→ YOUR GOAL
Copy out the passage of the Lingua::TokenParse documentation from "DESCRIPTION" up to and including "the word partitions.", keeping every word unchanged.

→ PAGE EXTRACT
..........
NAME
Lingua::TokenParse - Parse a word into scored, familiar combinations
SYNOPSIS
use Lingua::TokenParse;
my %lexicon;
@lexicon{qw(part i tion on)} = ();
my $obj = Lingua::TokenParse->new(
word => 'partition',
lexicon => \%lexicon,
);
$obj->output_knowns;
ABSTRACT
This class represents a Lingua::TokenParse object and contains methods to parse a given word into familiar combinations based on a lexicon of known word parts.
DESCRIPTION
A word like "partition" is actually composed of a few different word parts. Given a lexicon of known word parts, it is possible to partition this word into combinations of these (possibly overlapping) parts. Each of these combinations can be given a score, which represents a measure of familiarity.
Currently, this familiarity mesasure is a simple ratio of known to unknown parts.
METHODS
new()
$obj = Lingua::TokenParse->new(
word => $word,
lexicon => \%lexicon,
);
Return a new Lingua::TokenParse object.
This method will automatically call the partition methods (detailed below) if a word and lexicon are provided.
build_parts()
$obj->build_parts();
Construct an array of the word partitions.
successors()
$obj->successors();
Recursively compute the array of all possible word part combinations.
trim_combinations()
$obj->trim_combinations();
Compute the familiar word part combinations.
output_knowns()
..........
[Excerpts from a dataset]
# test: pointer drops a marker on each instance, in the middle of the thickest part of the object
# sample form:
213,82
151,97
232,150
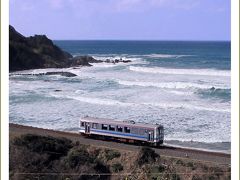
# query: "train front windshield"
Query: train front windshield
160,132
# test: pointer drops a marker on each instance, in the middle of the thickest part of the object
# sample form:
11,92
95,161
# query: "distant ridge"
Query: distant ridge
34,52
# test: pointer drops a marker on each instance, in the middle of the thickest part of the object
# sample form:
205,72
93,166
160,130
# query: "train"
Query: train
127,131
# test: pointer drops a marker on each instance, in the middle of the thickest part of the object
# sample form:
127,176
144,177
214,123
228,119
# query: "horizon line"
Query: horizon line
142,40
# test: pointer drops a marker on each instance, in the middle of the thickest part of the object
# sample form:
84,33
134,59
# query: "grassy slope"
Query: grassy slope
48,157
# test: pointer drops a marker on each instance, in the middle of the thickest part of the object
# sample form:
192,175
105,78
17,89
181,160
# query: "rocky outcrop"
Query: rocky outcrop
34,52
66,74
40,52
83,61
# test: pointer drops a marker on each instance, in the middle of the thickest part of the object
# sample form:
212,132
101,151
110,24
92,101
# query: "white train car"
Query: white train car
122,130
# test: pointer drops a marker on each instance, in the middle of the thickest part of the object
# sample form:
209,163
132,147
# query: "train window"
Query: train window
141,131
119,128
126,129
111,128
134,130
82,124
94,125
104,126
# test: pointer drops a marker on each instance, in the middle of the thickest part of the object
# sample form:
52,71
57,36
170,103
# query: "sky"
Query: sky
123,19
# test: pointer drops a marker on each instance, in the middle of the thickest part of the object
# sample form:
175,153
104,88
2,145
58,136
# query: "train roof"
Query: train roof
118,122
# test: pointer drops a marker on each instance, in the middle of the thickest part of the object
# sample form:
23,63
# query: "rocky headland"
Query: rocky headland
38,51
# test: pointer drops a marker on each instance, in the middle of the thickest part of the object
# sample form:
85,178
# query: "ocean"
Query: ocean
..........
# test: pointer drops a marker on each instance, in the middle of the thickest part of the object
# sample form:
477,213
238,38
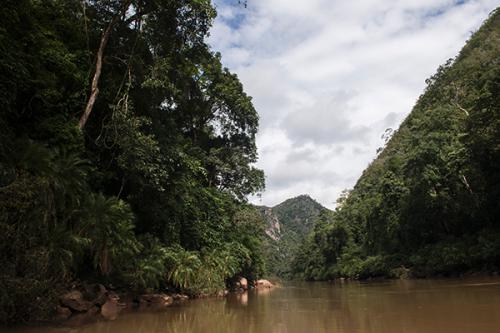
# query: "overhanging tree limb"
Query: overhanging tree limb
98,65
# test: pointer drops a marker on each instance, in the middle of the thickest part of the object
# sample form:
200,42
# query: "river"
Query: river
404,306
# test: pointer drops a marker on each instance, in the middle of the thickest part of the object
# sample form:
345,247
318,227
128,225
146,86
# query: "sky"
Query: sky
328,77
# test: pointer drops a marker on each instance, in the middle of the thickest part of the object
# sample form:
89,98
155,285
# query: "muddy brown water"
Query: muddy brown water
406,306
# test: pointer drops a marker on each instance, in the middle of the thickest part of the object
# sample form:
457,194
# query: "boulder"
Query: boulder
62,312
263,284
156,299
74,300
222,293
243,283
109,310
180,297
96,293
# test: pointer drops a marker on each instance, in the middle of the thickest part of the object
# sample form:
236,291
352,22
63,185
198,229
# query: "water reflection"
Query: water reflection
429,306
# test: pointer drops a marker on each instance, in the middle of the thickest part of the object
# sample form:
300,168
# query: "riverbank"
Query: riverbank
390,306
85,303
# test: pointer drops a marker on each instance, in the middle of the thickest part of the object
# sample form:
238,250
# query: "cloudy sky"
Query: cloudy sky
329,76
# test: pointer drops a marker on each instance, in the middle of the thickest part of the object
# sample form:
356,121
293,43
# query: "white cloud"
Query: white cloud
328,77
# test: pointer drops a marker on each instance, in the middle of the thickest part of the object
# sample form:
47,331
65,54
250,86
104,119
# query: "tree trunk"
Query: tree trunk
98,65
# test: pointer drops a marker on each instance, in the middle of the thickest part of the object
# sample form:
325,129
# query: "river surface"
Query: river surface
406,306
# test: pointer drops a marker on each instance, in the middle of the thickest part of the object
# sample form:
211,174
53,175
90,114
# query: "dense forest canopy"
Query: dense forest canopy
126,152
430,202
..........
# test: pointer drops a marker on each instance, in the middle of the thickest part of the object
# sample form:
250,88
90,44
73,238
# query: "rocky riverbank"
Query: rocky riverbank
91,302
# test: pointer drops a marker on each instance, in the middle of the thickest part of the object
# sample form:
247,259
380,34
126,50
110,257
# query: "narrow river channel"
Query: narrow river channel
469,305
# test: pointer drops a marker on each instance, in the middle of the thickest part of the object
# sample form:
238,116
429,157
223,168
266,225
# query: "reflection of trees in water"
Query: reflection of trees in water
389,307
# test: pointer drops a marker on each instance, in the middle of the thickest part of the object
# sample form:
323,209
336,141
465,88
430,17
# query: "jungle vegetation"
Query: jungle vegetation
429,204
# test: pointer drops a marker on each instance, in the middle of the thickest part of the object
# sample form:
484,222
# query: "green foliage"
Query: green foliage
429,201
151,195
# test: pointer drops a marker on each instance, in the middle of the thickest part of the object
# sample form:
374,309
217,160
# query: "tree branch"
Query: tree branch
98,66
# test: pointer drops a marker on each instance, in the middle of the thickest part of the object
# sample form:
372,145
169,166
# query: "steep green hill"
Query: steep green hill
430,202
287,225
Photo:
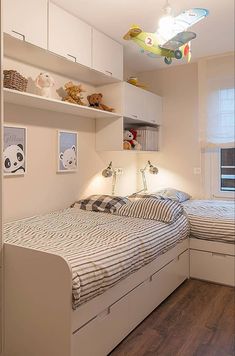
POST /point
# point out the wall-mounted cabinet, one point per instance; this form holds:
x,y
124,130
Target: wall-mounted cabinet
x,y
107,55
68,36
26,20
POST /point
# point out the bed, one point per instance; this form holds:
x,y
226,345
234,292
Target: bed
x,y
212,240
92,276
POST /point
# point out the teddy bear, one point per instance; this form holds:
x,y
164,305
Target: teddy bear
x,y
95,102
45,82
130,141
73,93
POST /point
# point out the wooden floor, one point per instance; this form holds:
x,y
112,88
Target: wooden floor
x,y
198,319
..........
→ SOLUTION FOR THIS TASK
DESCRIPTION
A word like "partition" is actually composed of a few different word parts. Given a lexicon of known word parts, it is possible to partition this word into combinations of these (possibly overlapping) parts. Each of these combinations can be given a score, which represents a measure of familiarity.
Currently, this familiarity mesasure is a simple ratio of known to unknown parts.
METHODS
new()
$obj = Lingua::TokenParse->new(
word => $word,
lexicon => \%lexicon,
);
Return a new Lingua::TokenParse object.
This method will automatically call the partition methods (detailed below) if a word and lexicon are provided.
build_parts()
$obj->build_parts();
Construct an array of the word partitions.